Task details:
Filter these entries down to the lines that hold the word "grass", and show each of them.

Dataset:
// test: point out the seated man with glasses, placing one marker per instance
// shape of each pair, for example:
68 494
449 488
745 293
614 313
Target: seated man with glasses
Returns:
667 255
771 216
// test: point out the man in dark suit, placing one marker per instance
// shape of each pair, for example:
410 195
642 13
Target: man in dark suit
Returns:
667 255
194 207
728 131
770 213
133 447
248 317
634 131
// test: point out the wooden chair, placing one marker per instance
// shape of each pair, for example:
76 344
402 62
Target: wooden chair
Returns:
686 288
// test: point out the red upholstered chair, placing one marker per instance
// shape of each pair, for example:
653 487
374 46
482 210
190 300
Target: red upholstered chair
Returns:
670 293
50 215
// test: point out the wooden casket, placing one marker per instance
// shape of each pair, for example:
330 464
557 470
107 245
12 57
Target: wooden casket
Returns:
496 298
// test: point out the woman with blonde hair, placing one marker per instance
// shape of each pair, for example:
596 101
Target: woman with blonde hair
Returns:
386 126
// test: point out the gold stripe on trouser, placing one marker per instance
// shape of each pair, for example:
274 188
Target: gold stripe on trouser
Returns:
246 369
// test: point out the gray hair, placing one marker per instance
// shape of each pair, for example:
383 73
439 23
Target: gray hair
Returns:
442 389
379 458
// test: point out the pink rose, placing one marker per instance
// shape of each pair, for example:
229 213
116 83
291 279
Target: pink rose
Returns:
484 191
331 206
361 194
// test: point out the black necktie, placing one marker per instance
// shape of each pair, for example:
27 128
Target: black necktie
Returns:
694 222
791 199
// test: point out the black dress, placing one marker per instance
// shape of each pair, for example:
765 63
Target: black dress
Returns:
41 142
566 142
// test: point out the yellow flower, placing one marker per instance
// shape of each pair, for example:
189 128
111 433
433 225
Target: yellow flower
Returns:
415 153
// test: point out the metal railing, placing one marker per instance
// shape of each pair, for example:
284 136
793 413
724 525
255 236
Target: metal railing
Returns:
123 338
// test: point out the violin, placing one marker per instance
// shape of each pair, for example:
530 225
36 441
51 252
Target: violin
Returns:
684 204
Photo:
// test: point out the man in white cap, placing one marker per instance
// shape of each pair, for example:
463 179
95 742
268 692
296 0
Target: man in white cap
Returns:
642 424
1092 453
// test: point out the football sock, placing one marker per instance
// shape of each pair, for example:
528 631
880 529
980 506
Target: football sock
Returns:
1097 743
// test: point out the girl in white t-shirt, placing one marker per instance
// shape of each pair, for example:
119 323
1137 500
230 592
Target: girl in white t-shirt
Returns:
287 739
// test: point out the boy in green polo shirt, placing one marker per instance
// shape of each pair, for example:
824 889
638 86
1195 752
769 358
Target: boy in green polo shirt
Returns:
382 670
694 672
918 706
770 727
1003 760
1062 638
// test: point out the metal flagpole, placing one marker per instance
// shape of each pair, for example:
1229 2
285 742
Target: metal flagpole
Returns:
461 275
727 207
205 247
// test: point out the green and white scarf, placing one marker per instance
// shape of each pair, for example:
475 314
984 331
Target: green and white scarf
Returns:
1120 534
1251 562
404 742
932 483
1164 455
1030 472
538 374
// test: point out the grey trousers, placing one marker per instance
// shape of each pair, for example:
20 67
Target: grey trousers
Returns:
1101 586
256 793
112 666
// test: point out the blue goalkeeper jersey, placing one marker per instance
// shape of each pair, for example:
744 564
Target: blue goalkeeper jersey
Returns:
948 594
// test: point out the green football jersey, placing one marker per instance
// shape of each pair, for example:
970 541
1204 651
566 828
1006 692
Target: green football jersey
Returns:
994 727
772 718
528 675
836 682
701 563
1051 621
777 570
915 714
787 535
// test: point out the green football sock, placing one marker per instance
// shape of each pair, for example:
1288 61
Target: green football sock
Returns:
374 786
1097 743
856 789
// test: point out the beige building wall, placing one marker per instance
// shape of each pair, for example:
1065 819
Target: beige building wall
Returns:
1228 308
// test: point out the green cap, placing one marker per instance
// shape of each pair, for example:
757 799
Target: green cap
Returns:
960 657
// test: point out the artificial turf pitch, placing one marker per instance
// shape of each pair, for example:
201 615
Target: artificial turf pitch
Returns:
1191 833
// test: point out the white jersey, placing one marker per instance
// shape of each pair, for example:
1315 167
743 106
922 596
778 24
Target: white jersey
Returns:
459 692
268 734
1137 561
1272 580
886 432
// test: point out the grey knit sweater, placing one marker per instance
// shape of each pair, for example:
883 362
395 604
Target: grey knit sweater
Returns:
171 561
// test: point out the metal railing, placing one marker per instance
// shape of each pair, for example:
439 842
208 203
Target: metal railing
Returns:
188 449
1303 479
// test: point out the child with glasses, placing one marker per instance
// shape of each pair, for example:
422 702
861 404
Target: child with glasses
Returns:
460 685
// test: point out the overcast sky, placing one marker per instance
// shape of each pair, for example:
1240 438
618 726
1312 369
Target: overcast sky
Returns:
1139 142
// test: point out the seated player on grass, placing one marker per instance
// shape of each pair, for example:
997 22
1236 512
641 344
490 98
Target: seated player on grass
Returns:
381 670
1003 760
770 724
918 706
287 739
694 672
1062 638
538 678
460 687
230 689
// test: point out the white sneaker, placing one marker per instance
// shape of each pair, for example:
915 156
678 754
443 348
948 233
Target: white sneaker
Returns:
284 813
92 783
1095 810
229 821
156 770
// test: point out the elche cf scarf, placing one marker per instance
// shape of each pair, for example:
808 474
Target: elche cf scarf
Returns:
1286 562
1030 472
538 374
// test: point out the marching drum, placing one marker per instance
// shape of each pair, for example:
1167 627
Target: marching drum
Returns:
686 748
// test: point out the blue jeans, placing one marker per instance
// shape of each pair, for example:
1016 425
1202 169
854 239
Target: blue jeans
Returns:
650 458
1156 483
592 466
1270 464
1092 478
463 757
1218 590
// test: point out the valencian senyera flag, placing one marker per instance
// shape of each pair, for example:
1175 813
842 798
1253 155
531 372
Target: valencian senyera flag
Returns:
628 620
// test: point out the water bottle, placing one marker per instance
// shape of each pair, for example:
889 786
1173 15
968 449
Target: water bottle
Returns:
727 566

Solved exercise:
// test: point out the seated player on grass, placing one marker per instance
Target: seated player on grass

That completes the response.